Exercise requirements: Your response should contain every line from the data below that holds the string "stall".

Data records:
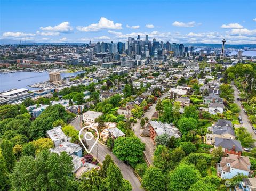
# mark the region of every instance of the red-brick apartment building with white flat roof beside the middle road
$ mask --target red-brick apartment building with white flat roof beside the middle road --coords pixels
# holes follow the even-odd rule
[[[181,137],[181,132],[173,123],[161,123],[159,121],[149,121],[148,123],[150,138],[155,144],[155,137],[163,134],[167,134],[169,137],[174,136],[175,138]]]

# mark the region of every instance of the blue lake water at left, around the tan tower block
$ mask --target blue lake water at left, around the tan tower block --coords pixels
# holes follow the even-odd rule
[[[61,73],[61,78],[68,76],[76,76],[82,72],[75,73]],[[20,81],[18,81],[20,79]],[[4,90],[9,90],[13,88],[27,88],[34,90],[35,88],[30,88],[27,85],[44,82],[49,80],[48,72],[15,72],[15,73],[0,73],[0,92]]]

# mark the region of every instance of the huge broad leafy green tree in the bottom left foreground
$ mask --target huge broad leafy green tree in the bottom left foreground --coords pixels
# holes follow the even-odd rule
[[[10,174],[13,190],[67,190],[73,170],[72,158],[66,152],[44,150],[34,159],[21,157]]]

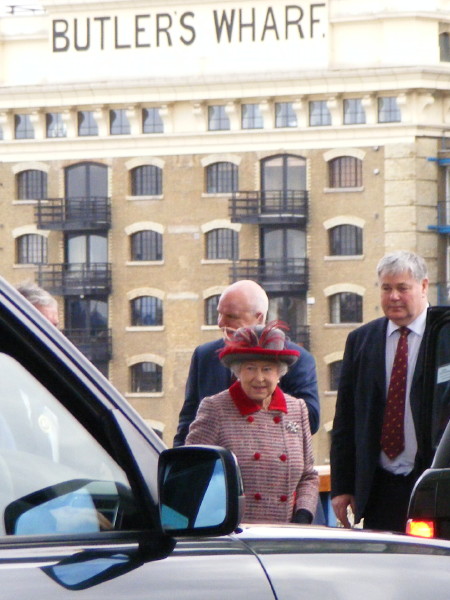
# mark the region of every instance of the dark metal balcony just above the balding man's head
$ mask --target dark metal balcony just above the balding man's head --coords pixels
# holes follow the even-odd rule
[[[306,292],[308,261],[306,258],[257,258],[239,260],[230,268],[231,282],[253,279],[266,292]]]

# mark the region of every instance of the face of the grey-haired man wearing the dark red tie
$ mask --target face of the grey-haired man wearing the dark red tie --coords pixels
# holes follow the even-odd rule
[[[428,304],[428,279],[417,281],[409,272],[380,277],[381,307],[396,325],[409,325]]]

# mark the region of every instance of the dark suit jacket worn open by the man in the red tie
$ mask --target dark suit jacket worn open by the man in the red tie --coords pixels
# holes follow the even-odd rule
[[[331,496],[355,496],[356,522],[364,516],[381,452],[381,429],[386,404],[387,324],[388,319],[381,317],[349,334],[339,381],[331,438]],[[423,353],[422,343],[410,393],[418,444]],[[420,448],[416,468],[421,470]]]

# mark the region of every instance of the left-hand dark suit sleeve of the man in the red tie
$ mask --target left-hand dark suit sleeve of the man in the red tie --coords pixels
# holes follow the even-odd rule
[[[345,345],[331,433],[331,497],[355,494],[355,388],[354,336]]]

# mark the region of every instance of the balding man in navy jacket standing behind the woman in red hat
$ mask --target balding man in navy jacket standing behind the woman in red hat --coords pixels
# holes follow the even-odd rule
[[[264,323],[268,306],[267,294],[261,286],[251,280],[237,281],[228,286],[219,299],[218,325],[226,334],[227,330],[234,331],[239,327]],[[194,351],[174,446],[184,444],[189,425],[195,419],[200,401],[230,386],[231,371],[223,366],[218,356],[223,346],[222,338],[202,344]],[[299,350],[300,358],[281,378],[280,387],[291,396],[305,400],[311,433],[315,433],[319,427],[320,405],[314,358],[307,350],[292,342],[288,342],[286,347]]]

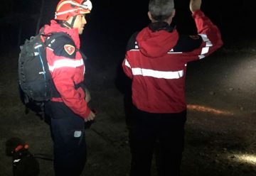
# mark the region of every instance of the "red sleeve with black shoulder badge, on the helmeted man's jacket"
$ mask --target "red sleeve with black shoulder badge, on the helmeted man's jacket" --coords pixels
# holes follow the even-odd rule
[[[80,53],[72,51],[74,49],[72,46],[75,47],[75,44],[70,39],[62,38],[56,40],[51,45],[51,48],[48,48],[48,65],[55,88],[62,101],[75,114],[85,119],[90,114],[90,109],[85,101],[85,92],[81,87],[75,89],[74,80],[77,77],[75,74],[77,74],[78,70],[84,70],[84,63]],[[81,80],[83,80],[83,76],[81,72]]]

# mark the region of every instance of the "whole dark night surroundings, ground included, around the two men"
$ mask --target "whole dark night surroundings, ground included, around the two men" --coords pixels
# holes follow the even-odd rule
[[[85,80],[98,114],[86,132],[88,161],[83,175],[127,176],[130,153],[121,62],[130,35],[150,22],[148,1],[91,1],[92,12],[86,16],[80,39],[88,57]],[[195,34],[189,0],[174,1],[172,25],[179,33]],[[23,138],[31,152],[52,156],[48,126],[33,112],[24,113],[17,65],[19,45],[35,35],[37,26],[54,18],[57,4],[57,0],[6,0],[0,4],[0,176],[11,175],[11,158],[4,153],[8,138]],[[202,0],[201,10],[220,28],[224,45],[208,59],[188,64],[186,97],[188,104],[224,113],[188,108],[183,176],[256,176],[255,9],[253,0]],[[245,162],[240,157],[245,154],[254,159]],[[53,175],[52,163],[39,162],[41,176]],[[155,176],[155,167],[152,172]]]

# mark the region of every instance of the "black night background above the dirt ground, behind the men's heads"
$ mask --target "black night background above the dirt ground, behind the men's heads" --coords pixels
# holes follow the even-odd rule
[[[42,18],[39,26],[49,23],[53,18],[56,0],[9,0],[1,2],[0,25],[1,45],[13,50],[36,33],[38,17],[43,5]],[[191,12],[188,9],[189,0],[176,0],[176,25],[180,33],[196,33]],[[101,50],[102,43],[126,45],[129,36],[149,23],[147,18],[148,1],[92,1],[92,13],[87,16],[87,26],[81,37],[82,48]],[[202,10],[218,25],[225,43],[255,38],[255,5],[253,1],[203,1]],[[102,42],[103,41],[103,42]],[[2,49],[3,49],[2,47]],[[122,48],[119,48],[122,50]],[[113,48],[115,52],[117,48]],[[93,52],[89,50],[88,52]],[[88,53],[87,52],[87,53]],[[98,52],[97,52],[98,53]]]

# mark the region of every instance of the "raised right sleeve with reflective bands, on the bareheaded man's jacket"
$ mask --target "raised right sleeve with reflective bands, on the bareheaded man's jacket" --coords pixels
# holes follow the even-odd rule
[[[192,17],[195,20],[198,35],[202,38],[202,43],[198,48],[187,53],[189,56],[187,62],[202,59],[223,45],[218,27],[205,16],[203,11],[195,11]]]

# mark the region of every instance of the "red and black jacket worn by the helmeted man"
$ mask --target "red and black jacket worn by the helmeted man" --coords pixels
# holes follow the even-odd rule
[[[80,53],[80,38],[78,29],[63,28],[56,21],[50,21],[50,26],[44,26],[44,33],[66,33],[48,41],[46,57],[53,83],[60,96],[51,101],[63,102],[75,114],[86,119],[90,109],[85,101],[85,92],[78,84],[84,82],[85,65]]]

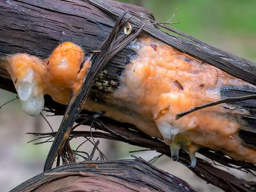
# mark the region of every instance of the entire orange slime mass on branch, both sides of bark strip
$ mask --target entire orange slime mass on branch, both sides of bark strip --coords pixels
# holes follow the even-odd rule
[[[223,86],[255,86],[146,36],[131,42],[128,49],[136,55],[122,73],[118,88],[109,86],[116,82],[96,81],[95,87],[108,96],[104,102],[88,99],[84,109],[106,111],[106,116],[164,139],[173,160],[183,148],[192,167],[200,146],[256,163],[256,151],[244,147],[238,136],[243,129],[241,115],[248,115],[248,111],[220,104],[175,120],[178,113],[220,100]],[[3,65],[12,76],[22,109],[37,115],[44,107],[44,94],[68,103],[83,84],[90,58],[84,61],[81,47],[65,42],[46,60],[22,53],[7,57]]]

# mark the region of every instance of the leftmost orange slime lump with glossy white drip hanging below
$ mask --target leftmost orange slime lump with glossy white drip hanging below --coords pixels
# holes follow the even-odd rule
[[[37,115],[44,108],[44,61],[24,53],[10,56],[7,61],[4,67],[12,77],[22,110],[28,115]]]

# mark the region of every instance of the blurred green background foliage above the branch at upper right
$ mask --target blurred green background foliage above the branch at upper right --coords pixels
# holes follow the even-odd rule
[[[172,17],[173,27],[215,47],[256,61],[254,0],[122,0],[154,13],[159,22]]]

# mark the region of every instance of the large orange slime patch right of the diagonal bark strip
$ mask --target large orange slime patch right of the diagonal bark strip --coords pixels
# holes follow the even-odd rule
[[[152,38],[140,38],[132,42],[130,49],[138,54],[122,74],[114,97],[138,114],[151,117],[143,127],[139,119],[133,119],[132,124],[152,136],[159,137],[160,132],[175,160],[179,148],[189,152],[191,166],[196,164],[195,152],[200,146],[256,163],[256,151],[244,147],[237,133],[243,129],[239,115],[248,115],[248,111],[220,104],[175,120],[178,113],[220,100],[223,86],[252,84]],[[152,122],[155,127],[150,127]]]

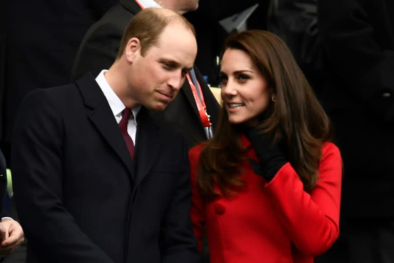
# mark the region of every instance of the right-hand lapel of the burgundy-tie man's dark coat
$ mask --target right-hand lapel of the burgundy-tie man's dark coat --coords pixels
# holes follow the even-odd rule
[[[137,117],[137,134],[135,144],[135,185],[139,185],[151,170],[159,156],[161,140],[160,127],[150,117],[148,110],[141,107]]]

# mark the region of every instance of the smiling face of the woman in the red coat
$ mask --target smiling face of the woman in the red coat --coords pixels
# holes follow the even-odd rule
[[[271,100],[271,91],[250,55],[239,49],[227,49],[220,75],[223,106],[230,123],[257,125]]]

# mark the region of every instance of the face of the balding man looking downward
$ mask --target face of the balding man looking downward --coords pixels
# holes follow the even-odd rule
[[[141,48],[135,52],[128,76],[129,95],[149,109],[164,110],[178,94],[196,53],[197,43],[190,29],[170,23],[144,57]]]

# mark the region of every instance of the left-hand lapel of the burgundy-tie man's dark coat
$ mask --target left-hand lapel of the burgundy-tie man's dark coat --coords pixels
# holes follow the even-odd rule
[[[81,90],[85,105],[92,109],[88,118],[103,136],[103,139],[108,142],[116,155],[119,156],[130,176],[133,177],[133,162],[123,140],[121,130],[116,123],[100,86],[92,74],[87,74],[82,79],[77,80],[76,84]]]

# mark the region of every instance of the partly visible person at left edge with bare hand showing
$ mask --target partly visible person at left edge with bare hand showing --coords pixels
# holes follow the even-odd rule
[[[24,241],[21,225],[10,217],[4,217],[4,198],[7,191],[7,165],[0,149],[0,258],[13,253]],[[1,260],[1,259],[0,259]]]

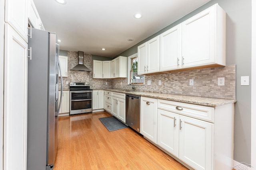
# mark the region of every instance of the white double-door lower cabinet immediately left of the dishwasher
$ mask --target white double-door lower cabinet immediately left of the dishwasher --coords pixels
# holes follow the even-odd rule
[[[112,93],[112,115],[125,123],[125,94]]]

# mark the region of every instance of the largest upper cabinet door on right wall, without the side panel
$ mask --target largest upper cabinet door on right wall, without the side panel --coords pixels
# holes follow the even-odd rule
[[[216,6],[182,22],[183,67],[214,62]]]

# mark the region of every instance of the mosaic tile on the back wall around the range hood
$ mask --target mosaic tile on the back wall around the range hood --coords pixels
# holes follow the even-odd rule
[[[70,82],[88,82],[90,88],[112,88],[112,79],[93,78],[92,71],[70,70],[77,64],[78,52],[68,51],[68,77],[63,77],[63,89],[69,89]],[[92,55],[84,54],[84,65],[92,70]],[[108,85],[105,85],[106,82]]]

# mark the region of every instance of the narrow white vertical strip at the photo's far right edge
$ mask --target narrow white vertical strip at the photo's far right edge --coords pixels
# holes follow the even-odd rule
[[[256,0],[252,0],[252,146],[251,164],[256,170]]]

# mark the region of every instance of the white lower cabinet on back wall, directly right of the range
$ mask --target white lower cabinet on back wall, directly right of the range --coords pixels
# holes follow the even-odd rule
[[[104,90],[92,91],[92,109],[104,109]]]

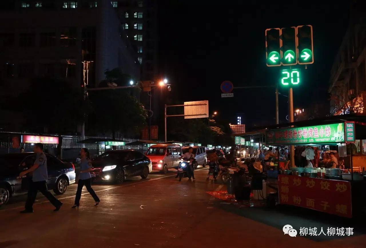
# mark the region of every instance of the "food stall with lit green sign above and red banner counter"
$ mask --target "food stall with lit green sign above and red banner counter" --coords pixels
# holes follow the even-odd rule
[[[317,146],[333,145],[342,147],[355,142],[354,121],[329,120],[308,126],[295,125],[266,131],[266,145]],[[358,123],[363,126],[363,123]],[[364,129],[365,127],[361,127]],[[363,131],[362,131],[363,132]],[[312,149],[307,147],[307,149]],[[352,152],[347,170],[337,168],[304,168],[295,164],[290,170],[282,170],[278,175],[277,187],[279,203],[310,208],[351,218],[364,211],[362,198],[365,195],[365,180],[361,171],[353,171]],[[365,166],[366,167],[366,164]],[[348,169],[350,172],[348,174]],[[357,173],[357,177],[355,177]]]

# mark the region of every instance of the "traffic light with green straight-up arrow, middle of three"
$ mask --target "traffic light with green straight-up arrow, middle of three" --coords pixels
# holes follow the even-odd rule
[[[297,64],[296,27],[281,28],[281,59],[284,66]]]

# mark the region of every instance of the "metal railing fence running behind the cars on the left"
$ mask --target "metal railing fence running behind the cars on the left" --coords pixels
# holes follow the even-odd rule
[[[28,134],[28,135],[44,135],[44,136],[57,136],[57,134],[40,134],[40,133],[25,133],[25,132],[0,132],[0,134],[3,134],[3,138],[0,139],[0,148],[12,148],[12,136],[14,135],[22,135],[22,134]],[[4,136],[7,136],[6,138]],[[78,141],[81,141],[81,136],[74,136],[74,135],[61,135],[62,137],[62,149],[81,149],[82,145],[81,143],[78,143]],[[85,139],[87,138],[100,138],[100,139],[108,139],[112,137],[103,137],[103,136],[85,136]],[[139,139],[133,139],[133,138],[116,138],[116,141],[125,141],[126,144],[134,142],[134,141],[142,141],[147,142],[147,140],[139,140]],[[155,141],[156,143],[162,143],[164,141]],[[21,143],[21,147],[24,149],[33,149],[33,146],[30,143]],[[51,148],[57,148],[57,144],[47,144],[47,147]],[[98,149],[98,143],[92,143],[92,144],[84,144],[84,147],[90,150]],[[141,150],[146,151],[147,147],[145,145],[121,145],[119,146],[120,149],[135,149],[135,150]]]

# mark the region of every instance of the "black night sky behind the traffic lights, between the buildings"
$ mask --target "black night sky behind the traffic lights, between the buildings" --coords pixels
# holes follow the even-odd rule
[[[330,68],[346,31],[349,1],[288,2],[159,1],[160,73],[172,84],[167,97],[175,103],[209,100],[210,112],[218,111],[226,123],[235,123],[236,113],[244,113],[244,124],[249,126],[274,124],[274,89],[236,89],[234,99],[221,99],[220,84],[224,80],[234,86],[276,84],[279,70],[285,68],[266,66],[265,29],[310,24],[314,64],[307,70],[301,66],[302,85],[294,89],[294,107],[327,101]],[[288,95],[287,90],[280,92]],[[279,101],[284,122],[287,97],[280,96]]]

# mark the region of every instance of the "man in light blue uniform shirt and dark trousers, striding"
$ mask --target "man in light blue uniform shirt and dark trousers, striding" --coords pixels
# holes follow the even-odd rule
[[[47,189],[47,158],[43,153],[43,144],[37,143],[33,147],[33,151],[37,154],[36,161],[30,169],[22,171],[19,176],[22,177],[27,173],[33,172],[33,177],[30,180],[27,201],[25,203],[24,213],[33,213],[33,203],[36,200],[38,190],[55,206],[54,211],[59,211],[62,202],[57,200]]]

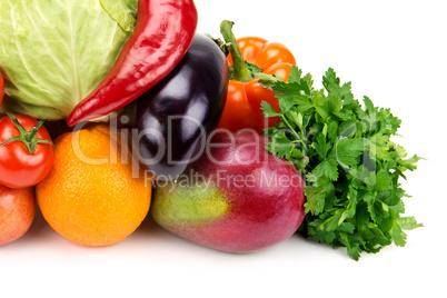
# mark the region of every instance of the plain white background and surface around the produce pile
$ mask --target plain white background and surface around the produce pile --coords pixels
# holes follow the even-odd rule
[[[364,95],[403,119],[396,142],[427,160],[409,172],[408,231],[358,262],[345,250],[294,236],[251,255],[215,251],[177,238],[151,220],[103,248],[64,240],[38,213],[20,240],[0,247],[1,297],[424,297],[445,295],[447,18],[445,1],[196,0],[198,32],[219,36],[224,19],[238,37],[288,46],[316,87],[332,67]],[[438,269],[438,270],[437,270]],[[439,297],[439,296],[438,296]]]

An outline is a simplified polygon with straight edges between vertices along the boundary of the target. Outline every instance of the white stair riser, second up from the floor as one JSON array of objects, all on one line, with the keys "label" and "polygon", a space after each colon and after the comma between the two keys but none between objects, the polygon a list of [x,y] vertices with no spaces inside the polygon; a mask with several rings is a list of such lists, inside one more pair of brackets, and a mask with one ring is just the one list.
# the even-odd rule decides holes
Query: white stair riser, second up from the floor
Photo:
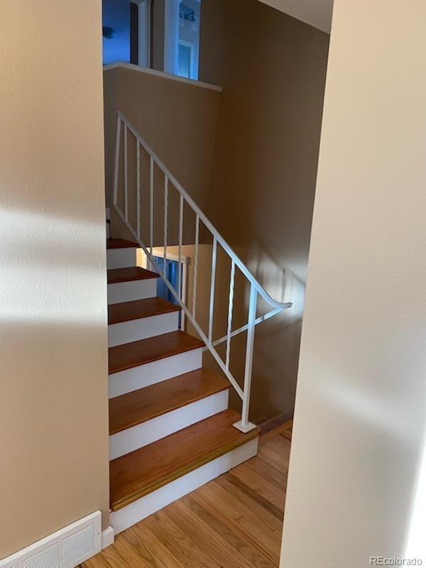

Your response:
# mark the region of every instance of the "food stall with lit green sign above and red banner counter"
$ mask --target "food stall with lit green sign above and red banner counter" --coords pixels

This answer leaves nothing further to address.